- **What you need to do**: Using the data below, return the stretch from the line that contains "For every instance of the white building, imagine" through the line that contains "For every instance of the xenofit", both included, exactly as it stands and nothing beyond it.

- **Data for analysis**:
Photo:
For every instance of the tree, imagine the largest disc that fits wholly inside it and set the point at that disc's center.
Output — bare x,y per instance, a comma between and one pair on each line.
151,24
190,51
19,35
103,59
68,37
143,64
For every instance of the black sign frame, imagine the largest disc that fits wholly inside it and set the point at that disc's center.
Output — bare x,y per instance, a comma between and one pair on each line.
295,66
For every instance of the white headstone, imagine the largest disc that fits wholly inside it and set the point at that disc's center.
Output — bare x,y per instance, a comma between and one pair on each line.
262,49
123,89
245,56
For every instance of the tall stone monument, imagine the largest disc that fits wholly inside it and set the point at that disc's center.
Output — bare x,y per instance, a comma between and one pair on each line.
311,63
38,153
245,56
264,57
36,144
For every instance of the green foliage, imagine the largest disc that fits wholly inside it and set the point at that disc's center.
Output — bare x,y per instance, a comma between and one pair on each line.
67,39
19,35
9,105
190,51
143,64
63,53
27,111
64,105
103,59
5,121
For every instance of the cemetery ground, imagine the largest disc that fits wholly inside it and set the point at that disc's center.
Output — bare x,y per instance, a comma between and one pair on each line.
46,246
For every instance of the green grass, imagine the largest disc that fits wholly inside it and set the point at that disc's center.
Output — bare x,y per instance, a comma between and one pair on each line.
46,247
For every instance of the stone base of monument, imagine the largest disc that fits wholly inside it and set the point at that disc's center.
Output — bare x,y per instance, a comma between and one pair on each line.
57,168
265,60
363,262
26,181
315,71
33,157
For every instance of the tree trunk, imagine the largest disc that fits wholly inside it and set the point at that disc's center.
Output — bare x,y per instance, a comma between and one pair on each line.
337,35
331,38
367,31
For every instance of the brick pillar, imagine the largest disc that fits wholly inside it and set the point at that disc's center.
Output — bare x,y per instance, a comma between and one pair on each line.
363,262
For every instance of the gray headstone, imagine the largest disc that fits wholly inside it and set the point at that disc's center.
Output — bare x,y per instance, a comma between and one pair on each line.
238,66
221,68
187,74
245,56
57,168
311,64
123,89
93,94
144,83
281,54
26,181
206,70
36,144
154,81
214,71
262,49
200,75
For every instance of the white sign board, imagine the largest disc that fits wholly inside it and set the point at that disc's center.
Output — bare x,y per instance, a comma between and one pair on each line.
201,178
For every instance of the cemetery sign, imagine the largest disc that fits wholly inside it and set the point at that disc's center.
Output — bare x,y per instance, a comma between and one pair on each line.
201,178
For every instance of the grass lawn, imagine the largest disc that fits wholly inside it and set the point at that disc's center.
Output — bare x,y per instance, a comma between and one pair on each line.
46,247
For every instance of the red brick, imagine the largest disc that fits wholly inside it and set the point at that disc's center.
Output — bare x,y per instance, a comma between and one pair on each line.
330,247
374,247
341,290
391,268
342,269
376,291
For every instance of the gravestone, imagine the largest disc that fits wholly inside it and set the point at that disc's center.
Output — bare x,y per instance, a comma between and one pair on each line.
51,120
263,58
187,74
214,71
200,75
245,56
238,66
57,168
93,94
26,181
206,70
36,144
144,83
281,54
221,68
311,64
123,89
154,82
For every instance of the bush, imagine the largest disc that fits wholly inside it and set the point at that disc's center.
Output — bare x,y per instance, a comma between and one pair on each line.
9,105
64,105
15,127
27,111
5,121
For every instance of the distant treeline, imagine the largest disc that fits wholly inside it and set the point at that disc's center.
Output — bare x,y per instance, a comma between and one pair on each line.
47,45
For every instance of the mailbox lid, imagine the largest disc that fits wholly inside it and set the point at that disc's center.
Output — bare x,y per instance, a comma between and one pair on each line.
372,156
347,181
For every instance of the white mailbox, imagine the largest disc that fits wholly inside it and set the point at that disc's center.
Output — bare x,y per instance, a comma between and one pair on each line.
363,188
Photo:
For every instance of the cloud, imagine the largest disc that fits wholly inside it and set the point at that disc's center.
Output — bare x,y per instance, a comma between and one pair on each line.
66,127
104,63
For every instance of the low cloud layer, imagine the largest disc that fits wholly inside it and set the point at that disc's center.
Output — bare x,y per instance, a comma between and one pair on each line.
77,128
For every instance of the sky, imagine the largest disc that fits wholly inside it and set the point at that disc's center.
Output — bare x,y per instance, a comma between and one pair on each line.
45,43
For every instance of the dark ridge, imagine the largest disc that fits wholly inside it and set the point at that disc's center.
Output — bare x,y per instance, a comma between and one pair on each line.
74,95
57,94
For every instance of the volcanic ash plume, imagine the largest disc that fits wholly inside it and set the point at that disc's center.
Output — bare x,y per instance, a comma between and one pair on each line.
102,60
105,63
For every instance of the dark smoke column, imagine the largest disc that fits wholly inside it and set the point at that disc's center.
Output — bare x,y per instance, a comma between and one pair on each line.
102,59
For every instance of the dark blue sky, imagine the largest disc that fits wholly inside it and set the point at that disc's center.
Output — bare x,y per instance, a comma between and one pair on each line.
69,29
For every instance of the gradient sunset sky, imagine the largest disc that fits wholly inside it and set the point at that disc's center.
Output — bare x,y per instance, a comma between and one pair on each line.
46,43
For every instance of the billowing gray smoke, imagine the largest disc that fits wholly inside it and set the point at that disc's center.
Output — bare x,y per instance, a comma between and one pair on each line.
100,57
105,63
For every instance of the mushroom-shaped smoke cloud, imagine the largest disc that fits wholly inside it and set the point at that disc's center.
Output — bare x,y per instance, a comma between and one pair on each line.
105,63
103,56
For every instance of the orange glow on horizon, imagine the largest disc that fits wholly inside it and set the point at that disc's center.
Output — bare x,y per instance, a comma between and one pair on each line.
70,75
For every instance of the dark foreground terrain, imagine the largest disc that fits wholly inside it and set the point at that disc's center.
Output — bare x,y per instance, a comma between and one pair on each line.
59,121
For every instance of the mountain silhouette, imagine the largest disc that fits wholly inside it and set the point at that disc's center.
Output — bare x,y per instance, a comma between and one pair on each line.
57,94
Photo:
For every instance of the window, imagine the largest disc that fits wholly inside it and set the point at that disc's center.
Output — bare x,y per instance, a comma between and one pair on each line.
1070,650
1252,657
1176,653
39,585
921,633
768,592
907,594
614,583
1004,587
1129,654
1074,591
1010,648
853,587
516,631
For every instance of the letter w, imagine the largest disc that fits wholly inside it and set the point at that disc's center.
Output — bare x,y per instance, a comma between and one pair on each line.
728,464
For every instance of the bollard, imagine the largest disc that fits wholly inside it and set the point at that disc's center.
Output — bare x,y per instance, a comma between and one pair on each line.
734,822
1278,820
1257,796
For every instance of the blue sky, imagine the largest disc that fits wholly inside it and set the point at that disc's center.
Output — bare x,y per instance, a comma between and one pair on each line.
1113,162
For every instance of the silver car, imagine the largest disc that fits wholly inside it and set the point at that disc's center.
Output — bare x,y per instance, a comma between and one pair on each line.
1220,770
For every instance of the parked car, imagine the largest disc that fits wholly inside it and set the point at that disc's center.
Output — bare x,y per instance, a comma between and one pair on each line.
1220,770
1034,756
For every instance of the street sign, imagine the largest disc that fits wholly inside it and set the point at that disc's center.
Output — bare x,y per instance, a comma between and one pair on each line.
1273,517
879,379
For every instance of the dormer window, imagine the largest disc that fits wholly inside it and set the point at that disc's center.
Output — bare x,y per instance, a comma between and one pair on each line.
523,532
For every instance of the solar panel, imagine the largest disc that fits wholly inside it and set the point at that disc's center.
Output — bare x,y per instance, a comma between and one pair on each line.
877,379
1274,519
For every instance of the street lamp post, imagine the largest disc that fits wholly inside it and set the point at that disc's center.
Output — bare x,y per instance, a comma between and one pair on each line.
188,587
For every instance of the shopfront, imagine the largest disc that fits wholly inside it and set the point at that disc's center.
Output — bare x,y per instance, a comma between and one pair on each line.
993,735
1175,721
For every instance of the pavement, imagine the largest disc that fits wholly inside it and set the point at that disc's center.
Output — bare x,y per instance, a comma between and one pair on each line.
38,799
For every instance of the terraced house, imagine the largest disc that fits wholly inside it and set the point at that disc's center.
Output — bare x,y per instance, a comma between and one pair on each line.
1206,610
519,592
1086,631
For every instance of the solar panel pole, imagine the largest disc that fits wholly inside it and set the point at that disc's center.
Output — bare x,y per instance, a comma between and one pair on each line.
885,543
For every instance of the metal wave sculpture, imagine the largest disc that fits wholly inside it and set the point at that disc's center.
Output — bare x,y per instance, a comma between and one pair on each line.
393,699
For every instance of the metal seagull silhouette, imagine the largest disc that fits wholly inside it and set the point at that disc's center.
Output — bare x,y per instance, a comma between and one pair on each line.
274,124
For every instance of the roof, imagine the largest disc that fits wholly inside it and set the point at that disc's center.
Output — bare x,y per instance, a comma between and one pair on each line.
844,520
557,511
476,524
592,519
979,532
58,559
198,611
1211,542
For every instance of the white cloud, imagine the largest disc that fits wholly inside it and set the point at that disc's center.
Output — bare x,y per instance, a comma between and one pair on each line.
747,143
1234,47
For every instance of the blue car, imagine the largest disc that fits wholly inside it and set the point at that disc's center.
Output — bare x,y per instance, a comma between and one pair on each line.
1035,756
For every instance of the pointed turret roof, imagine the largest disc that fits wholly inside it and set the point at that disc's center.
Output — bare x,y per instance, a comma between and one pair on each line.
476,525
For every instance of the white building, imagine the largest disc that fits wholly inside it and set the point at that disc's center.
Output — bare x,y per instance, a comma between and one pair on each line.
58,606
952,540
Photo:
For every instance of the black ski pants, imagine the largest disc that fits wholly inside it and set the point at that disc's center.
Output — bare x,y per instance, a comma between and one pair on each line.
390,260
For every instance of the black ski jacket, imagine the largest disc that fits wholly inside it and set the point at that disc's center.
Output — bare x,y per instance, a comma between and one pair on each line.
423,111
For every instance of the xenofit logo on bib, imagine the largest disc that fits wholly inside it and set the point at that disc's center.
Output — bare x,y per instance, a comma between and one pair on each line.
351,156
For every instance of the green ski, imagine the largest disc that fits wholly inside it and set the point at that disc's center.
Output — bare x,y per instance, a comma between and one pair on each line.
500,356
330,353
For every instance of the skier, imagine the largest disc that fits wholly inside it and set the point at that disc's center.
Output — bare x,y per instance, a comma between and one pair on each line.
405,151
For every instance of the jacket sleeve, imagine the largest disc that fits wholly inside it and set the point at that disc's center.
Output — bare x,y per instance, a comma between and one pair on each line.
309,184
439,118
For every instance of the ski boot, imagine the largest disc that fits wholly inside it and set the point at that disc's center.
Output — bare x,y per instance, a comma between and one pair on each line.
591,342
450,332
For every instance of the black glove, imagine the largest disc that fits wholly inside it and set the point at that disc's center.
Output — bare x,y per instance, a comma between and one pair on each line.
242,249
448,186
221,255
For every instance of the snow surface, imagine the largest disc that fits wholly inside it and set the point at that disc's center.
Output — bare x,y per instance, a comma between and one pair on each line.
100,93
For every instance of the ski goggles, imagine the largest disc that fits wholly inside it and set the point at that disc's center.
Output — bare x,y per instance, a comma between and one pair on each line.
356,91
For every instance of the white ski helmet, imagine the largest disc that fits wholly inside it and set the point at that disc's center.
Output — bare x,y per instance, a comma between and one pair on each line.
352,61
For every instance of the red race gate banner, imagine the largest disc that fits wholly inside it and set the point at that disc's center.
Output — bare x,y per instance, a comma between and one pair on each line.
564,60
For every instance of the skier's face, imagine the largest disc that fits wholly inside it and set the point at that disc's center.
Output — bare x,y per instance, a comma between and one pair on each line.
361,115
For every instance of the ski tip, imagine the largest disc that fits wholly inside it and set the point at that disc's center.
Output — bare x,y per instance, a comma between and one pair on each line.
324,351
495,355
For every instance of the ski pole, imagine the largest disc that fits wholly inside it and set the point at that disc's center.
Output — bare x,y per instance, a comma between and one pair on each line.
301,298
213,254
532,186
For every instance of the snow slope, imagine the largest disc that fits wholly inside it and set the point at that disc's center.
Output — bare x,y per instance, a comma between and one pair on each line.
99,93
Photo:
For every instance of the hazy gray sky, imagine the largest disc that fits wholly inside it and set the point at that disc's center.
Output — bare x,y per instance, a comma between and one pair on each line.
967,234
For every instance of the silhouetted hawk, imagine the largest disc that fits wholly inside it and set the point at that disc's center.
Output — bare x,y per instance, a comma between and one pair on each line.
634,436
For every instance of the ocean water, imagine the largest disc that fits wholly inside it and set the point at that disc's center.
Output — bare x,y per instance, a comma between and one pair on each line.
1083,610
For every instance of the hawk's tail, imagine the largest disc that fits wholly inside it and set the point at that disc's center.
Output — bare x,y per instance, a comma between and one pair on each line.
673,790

- **Response box**:
For every instance of the white building, imagine the largest disc that fits wholly inside it and set the point at that disc's center.
Output — bare x,y per instance, a comma between and one pair on each line.
58,606
952,540
Photo:
For every instance of the black ski pants, imagine the largest disc that fits wholly inside it and set the point at that disc's center.
Output — bare x,y per instance, a comma between and one pair on each line.
390,260
For every instance of the black ski jacket, imagine the largest disc that fits wholly inside it and set the point at that disc's center.
Output — bare x,y per instance, a comma between and one pair on each line.
423,111
For every instance of the xenofit logo on bib, imagine the largest disc that fits wholly inside it and set the point at that disc's center.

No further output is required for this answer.